Provided passage >>
⟨

Office-based procedures

March 2017

Research

Comparison of efficacy and tolerability of pharmacological treatment for the overactive bladder in women: A network meta-analysis

Volume 46, No.3, March 2017 Pages 139-144

Sivalingam Nalliah

Pou Wee Gan

Premjit K Masten Singh

Piravin Naidu

Vivian Lim

Arshad ASA Ahamed

Background

Overactive bladder syndrome (OAB) is a common medical condition that causes significant distress and impact on the quality of life in women. Muscarinic receptor antagonists remain the mainstay of therapy, but they are limited by their efficacy and adverse effects. The objective of the article was to compare the clinical efficacy and tolerability of medications used to treat OAB in women through network meta-analysis.

Methods

Data from eligible studies of commonly prescribed pharmacological agents in the treatment of OAB in women were entered into Net-MetaXL after a literature search using two online databases (PubMed and Cochrane). Studies between 31 July 2000 and 31 July 2015 were included in this study.

Results

Five quantitative studies were eligible for analysis. The most efficacious drug to treat OAB in women appears to be solifenacin 10 mg once daily (OD), followed by oxybutynin 3 mg three times a day. However, solifenacin 10 mg OD caused more adverse effects that the other treatments.

Discussion

Our results are similar to those of another systematic review. When considering efficacy, tolerability and cost, solifenacin 5 mg once daily is the drug of choice as it is more efficacious, albeit with more adverse effects, than other treatments. If solifenacin is unsuitable, oxybutynin 3 mg TDS is recommended.

⟩

Exercise instructions >>
**A.** Quote the part of the overactive bladder meta-analysis that opens with the words containing "Data from eligible" and closes with "in this study.", copying it word for word.
**B.** Write what comes next in the overactive bladder meta-analysis, continuing from its final sentence.

Supplied information >>
⟨

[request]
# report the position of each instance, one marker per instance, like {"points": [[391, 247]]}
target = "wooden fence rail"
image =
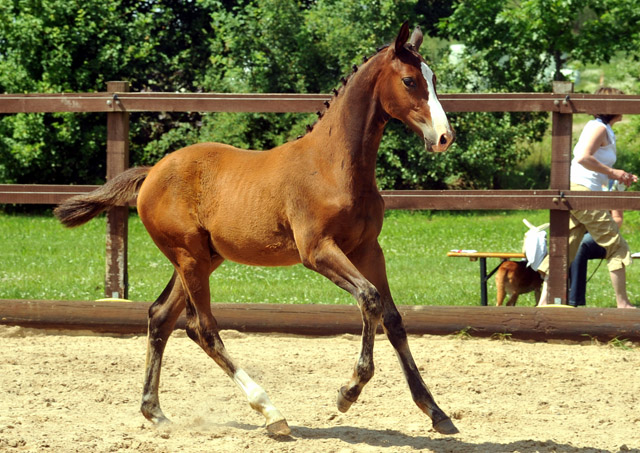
{"points": [[117, 102]]}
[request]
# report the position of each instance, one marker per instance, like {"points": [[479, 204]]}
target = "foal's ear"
{"points": [[401, 39], [416, 38]]}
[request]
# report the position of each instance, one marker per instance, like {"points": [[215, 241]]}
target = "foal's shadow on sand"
{"points": [[392, 438], [389, 438]]}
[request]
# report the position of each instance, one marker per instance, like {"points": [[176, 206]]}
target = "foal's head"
{"points": [[408, 91]]}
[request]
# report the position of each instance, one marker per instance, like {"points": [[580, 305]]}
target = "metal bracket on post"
{"points": [[116, 272]]}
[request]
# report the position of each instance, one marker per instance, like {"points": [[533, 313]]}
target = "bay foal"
{"points": [[313, 200]]}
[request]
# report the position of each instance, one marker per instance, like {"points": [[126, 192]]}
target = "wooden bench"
{"points": [[482, 257]]}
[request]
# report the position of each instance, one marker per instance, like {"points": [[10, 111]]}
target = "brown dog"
{"points": [[516, 278]]}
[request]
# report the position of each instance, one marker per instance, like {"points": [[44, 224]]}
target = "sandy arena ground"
{"points": [[80, 392]]}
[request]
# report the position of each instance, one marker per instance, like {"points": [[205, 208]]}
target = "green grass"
{"points": [[39, 259]]}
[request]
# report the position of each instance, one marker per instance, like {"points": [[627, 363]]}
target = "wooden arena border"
{"points": [[523, 323], [117, 102]]}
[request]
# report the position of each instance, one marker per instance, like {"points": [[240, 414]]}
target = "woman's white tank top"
{"points": [[605, 155]]}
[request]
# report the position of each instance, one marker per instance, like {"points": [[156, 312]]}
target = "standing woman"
{"points": [[592, 166]]}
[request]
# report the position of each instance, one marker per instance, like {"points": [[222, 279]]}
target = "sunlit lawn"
{"points": [[39, 259]]}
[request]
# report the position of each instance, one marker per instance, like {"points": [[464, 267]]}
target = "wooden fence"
{"points": [[117, 102]]}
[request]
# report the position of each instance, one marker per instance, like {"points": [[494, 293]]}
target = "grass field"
{"points": [[39, 259]]}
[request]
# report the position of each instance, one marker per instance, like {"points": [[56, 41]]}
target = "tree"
{"points": [[69, 46]]}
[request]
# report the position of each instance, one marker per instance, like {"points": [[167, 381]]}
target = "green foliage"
{"points": [[288, 46], [68, 46]]}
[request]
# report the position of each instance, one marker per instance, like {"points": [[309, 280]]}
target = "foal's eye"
{"points": [[409, 82]]}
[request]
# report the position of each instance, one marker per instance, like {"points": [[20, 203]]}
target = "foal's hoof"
{"points": [[445, 426], [343, 403], [279, 428]]}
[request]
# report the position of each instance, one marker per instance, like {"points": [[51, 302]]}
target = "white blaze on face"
{"points": [[438, 117]]}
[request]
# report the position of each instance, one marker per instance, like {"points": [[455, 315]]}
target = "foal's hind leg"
{"points": [[163, 315], [203, 329], [372, 265]]}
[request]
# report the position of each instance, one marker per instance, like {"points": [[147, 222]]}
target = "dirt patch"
{"points": [[80, 392]]}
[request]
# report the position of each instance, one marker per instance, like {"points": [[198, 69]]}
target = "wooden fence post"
{"points": [[116, 276], [562, 124]]}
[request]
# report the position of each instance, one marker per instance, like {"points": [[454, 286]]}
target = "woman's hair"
{"points": [[607, 117]]}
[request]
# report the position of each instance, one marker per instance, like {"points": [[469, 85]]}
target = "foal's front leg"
{"points": [[370, 261], [331, 262]]}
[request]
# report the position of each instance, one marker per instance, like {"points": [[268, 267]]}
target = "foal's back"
{"points": [[195, 193]]}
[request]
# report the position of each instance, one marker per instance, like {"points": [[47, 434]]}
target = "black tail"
{"points": [[116, 192]]}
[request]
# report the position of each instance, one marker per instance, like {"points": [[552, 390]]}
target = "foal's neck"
{"points": [[351, 129]]}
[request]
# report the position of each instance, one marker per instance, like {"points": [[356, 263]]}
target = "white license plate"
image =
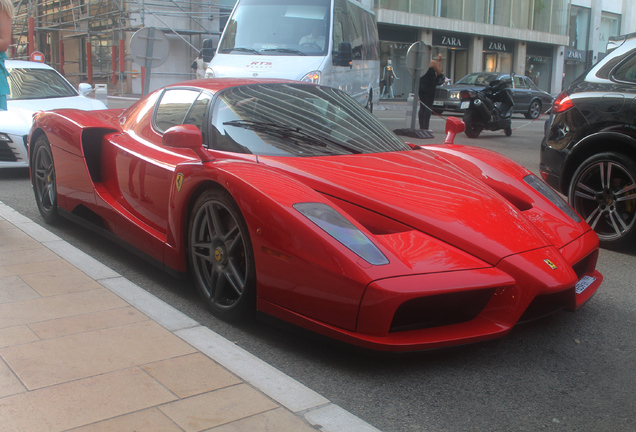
{"points": [[582, 285]]}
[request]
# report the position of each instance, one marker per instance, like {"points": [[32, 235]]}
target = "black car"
{"points": [[589, 149], [529, 99]]}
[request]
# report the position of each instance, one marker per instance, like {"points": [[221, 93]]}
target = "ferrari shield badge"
{"points": [[179, 181], [550, 264]]}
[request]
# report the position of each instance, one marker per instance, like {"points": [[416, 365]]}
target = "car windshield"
{"points": [[34, 83], [278, 27], [482, 78], [296, 120]]}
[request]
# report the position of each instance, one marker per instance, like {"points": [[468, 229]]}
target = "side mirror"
{"points": [[183, 136], [186, 137], [85, 88], [344, 55], [453, 127]]}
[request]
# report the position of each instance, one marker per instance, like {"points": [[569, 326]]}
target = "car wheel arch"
{"points": [[591, 145]]}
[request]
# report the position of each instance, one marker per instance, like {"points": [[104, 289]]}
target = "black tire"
{"points": [[472, 129], [43, 177], [603, 192], [534, 110], [221, 257]]}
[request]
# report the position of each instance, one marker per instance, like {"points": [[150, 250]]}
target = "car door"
{"points": [[144, 167]]}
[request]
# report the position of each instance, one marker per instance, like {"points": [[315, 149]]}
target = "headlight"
{"points": [[545, 190], [334, 224], [312, 77]]}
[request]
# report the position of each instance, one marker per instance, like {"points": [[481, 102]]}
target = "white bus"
{"points": [[329, 42]]}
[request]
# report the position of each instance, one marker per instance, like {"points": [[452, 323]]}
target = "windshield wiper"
{"points": [[241, 49], [289, 132], [285, 50]]}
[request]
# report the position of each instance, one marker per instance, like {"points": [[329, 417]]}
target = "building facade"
{"points": [[550, 41]]}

⟩

Responses to the tasks >>
**A.**
Data from eligible studies of commonly prescribed pharmacological agents in the treatment of OAB in women were entered into Net-MetaXL after a literature search using two online databases (PubMed and Cochrane). Studies between 31 July 2000 and 31 July 2015 were included in this study.

**B.**
Overactive bladder syndrome (OAB) is a common medical condition that has a significant impact on the quality of life in women.1 It is commonly seen in isolation or together with genuine stress incontinence in perimenopausal and menopausal women.1 It is characterised by increased urinary frequency, urgency (with or without involuntary loss of urine) and nocturia.1

OAB is defined by the International Continence Society’s (ICS’s) Standardization of terminology report as ‘urgency with or without urge incontinence, usually with frequency and nocturia’ without evidence of infection or any other proven pathology.1 The prevalence of OAB in 2008 was 10.7% globally, and this is expected to increase to 20.1% by 2018.2 It occurs with equal frequency in women and men, but the severity of symptoms is worse in women. Furthermore, the incidence of OAB increases with age.3 Urge urinary incontinence is a subset of OAB that affects approximately 33% of people with OAB, and is classified as ‘OAB wet’, whereas those who have the symptoms but do not wet themselves are categorised as ‘OAB dry’.1

OAB in any form is a troubling symptom that causes significant distress to patients.1 By contrast, those with pure urinary stress incontinence, which is characterised by incontinence induced by increased pressure in the abdomen secondary to effort or exertion, do not suffer from increased urgency, frequency, or nocturia. Urge incontinence causes more distress to patients than does stress incontinence. Those with both OAB and stress urinary incontinence are concurrently described as having ‘mixed urinary incontinence’.

The multidimensional impact that OAB has on patients’ lives include psychological fear of lack of bladder control, embarrassment and being a burden to others.1 Social aspects of their lives are also disrupted because the symptoms of OAB limit social activity to within safe proximity of a toilet for the fear of urinary leakage.1 OAB also restrains the patient from being sexually intimate and participating in any other forms of physical activities because of the frequent urge to urinate. Patients’ reliance on disposable pads to cope with OAB is costly, adding to another burden to patients and carers.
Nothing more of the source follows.